◆ 练习任务 1 ◆
下面是一篇讲解Netty源码的文字。请列出其中出现的所有以“processSelectedKeys”开头的方法名，每个名称只写一次。

◆ 文档部分 ◆
------------
Netty源码4.1.22
继前一篇,下面该分析processSelectedKeys()
processSelectedKeys()处理IO事件
private void processSelectedKeys() {
if (selectedKeys != null) {
processSelectedKeysOptimized();
} else {
processSelectedKeysPlain(selector.selectedKeys());
}
}
这里涉及Netty对SelectedKeys的优化,NioEventLoop初始化过程中会调用openSelector()创建Selector,若你没有设置io.netty.noKeySetOptimization属性为true,则默认开启优化
......
final SelectedSelectionKeySet selectedKeySet = new SelectedSelectionKeySet();
......
------------
◆ 数据部分 ◆
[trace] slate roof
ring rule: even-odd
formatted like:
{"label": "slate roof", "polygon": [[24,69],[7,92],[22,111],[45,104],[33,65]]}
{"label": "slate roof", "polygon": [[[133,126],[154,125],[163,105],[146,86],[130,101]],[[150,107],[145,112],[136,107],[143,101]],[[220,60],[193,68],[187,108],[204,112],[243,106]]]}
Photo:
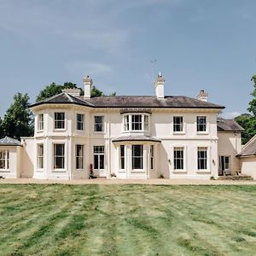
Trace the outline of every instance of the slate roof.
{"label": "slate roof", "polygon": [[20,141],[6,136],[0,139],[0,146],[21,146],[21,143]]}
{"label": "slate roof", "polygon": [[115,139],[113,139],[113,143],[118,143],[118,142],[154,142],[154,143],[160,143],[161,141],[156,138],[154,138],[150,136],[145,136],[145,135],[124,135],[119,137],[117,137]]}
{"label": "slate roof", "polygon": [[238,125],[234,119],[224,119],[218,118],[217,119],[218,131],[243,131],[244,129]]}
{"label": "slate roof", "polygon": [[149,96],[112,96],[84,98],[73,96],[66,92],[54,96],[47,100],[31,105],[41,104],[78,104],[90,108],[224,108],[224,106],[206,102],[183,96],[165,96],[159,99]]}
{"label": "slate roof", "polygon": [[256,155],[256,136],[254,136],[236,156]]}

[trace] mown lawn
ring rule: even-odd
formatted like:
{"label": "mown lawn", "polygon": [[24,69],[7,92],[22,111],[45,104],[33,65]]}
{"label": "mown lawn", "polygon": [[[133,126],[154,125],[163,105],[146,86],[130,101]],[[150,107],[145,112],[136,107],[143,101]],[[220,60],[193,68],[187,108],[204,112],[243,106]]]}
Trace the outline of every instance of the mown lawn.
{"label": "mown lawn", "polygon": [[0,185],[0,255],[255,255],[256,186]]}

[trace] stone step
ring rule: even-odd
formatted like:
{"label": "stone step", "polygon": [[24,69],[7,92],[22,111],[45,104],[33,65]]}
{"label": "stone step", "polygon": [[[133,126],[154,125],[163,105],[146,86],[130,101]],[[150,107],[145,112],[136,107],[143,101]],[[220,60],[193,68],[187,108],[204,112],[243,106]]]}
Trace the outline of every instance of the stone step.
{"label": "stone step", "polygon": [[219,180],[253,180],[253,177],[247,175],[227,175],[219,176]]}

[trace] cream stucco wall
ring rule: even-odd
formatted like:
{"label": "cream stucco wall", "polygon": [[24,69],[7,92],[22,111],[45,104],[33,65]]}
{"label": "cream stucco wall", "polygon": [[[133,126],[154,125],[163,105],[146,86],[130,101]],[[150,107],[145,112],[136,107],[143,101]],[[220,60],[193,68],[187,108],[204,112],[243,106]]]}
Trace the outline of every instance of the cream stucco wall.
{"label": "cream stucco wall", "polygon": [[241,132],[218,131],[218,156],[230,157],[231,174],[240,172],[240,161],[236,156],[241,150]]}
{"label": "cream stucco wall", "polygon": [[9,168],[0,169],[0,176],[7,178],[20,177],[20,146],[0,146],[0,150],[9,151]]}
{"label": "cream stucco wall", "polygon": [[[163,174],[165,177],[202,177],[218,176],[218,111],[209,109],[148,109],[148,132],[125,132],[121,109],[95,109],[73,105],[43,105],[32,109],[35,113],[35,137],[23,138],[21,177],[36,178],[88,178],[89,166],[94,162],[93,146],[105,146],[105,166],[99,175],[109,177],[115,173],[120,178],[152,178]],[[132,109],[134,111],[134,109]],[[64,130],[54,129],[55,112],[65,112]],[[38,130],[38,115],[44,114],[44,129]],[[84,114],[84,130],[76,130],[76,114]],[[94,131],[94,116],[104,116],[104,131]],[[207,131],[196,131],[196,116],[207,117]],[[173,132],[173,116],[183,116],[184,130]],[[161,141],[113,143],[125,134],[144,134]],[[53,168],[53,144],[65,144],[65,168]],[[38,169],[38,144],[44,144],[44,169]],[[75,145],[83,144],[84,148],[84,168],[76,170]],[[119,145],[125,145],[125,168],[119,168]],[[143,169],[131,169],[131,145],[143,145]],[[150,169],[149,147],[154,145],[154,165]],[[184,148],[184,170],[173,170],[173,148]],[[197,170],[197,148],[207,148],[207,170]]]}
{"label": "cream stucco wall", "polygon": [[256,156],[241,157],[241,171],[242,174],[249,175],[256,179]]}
------------
◆ 练习任务 2 ◆
从记录中摘出所有含有字符串"mown"的行。

◆ 书面回答 1 ◆
processSelectedKeys、processSelectedKeysOptimized、processSelectedKeysPlain

◆ 书面回答 2 ◆
[trace] mown lawn
{"label": "mown lawn", "polygon": [[24,69],[7,92],[22,111],[45,104],[33,65]]}
{"label": "mown lawn", "polygon": [[[133,126],[154,125],[163,105],[146,86],[130,101]],[[150,107],[145,112],[136,107],[143,101]],[[220,60],[193,68],[187,108],[204,112],[243,106]]]}
Trace the outline of every instance of the mown lawn.
{"label": "mown lawn", "polygon": [[0,185],[0,255],[255,255],[256,186]]}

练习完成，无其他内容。